Required work - List every row below that contains the word "wall", matching case exactly.

Excerpted data -
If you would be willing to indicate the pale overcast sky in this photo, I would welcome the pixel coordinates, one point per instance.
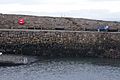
(93, 9)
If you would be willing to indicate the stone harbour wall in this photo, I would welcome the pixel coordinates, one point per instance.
(61, 43)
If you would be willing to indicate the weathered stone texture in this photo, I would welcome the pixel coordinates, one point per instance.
(64, 43)
(50, 23)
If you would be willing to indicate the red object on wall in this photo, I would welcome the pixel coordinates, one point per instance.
(21, 21)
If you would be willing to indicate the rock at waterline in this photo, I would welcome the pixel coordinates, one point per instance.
(16, 59)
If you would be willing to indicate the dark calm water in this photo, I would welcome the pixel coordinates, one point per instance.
(64, 69)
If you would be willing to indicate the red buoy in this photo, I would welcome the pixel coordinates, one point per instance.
(21, 21)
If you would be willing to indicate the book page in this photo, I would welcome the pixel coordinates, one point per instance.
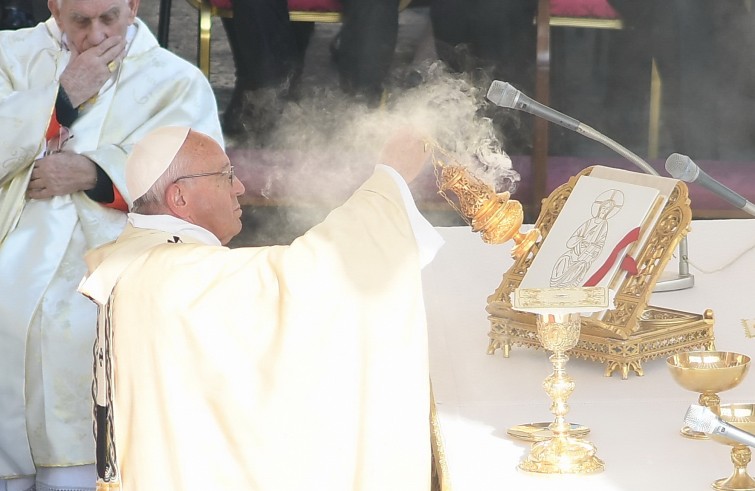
(600, 220)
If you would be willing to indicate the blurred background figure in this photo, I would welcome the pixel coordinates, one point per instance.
(703, 51)
(268, 54)
(16, 14)
(268, 51)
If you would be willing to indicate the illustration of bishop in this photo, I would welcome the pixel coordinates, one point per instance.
(587, 242)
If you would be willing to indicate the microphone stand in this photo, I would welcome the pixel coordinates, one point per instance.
(505, 95)
(684, 279)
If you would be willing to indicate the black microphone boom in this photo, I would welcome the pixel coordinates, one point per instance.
(505, 95)
(683, 168)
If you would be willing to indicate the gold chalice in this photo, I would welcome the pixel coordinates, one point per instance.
(708, 373)
(741, 415)
(494, 215)
(563, 453)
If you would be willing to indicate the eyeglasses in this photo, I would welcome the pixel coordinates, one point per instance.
(228, 173)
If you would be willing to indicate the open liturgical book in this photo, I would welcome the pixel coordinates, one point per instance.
(604, 223)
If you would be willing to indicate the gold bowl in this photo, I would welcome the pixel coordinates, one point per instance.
(708, 373)
(741, 415)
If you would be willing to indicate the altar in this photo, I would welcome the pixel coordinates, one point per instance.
(634, 423)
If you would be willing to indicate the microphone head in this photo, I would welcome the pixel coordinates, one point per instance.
(681, 167)
(502, 94)
(700, 418)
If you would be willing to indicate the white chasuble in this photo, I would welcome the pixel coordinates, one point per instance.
(47, 329)
(287, 368)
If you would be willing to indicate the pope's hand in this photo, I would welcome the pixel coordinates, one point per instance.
(408, 152)
(88, 71)
(61, 173)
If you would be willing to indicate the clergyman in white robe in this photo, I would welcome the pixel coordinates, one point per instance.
(286, 368)
(47, 329)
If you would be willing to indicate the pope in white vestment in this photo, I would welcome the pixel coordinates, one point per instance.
(301, 367)
(47, 329)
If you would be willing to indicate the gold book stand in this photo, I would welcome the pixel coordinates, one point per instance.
(631, 333)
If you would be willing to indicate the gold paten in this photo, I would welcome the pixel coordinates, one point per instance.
(563, 453)
(496, 217)
(630, 333)
(741, 415)
(708, 373)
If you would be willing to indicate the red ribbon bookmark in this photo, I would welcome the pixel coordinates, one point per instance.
(628, 263)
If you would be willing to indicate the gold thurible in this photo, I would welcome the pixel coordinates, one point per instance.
(494, 215)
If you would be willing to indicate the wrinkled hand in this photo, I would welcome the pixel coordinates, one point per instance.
(406, 151)
(88, 71)
(59, 174)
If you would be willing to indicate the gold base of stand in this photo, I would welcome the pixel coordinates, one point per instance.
(688, 432)
(562, 456)
(539, 432)
(662, 332)
(739, 481)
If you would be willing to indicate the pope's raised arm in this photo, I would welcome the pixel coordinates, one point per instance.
(313, 353)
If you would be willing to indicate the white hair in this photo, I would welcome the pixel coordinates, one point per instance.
(153, 201)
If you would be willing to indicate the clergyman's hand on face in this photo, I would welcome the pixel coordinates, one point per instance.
(88, 71)
(61, 173)
(407, 151)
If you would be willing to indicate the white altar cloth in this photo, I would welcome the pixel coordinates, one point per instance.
(634, 423)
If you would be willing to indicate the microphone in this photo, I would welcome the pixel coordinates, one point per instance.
(505, 95)
(702, 419)
(681, 167)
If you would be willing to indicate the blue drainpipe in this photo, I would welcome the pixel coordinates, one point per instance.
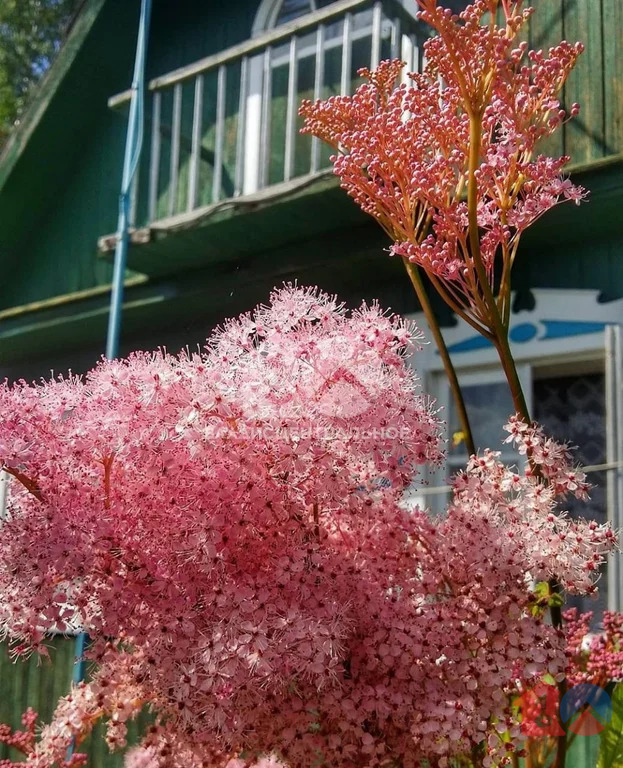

Output -
If you would be willing to indicate the stone harbour wall in this photo, I would welcome the pixel coordinates, one point per instance.
If you would be willing to indicate the red object on wall in this photo, I would welcome the pixel coordinates, one point per instance.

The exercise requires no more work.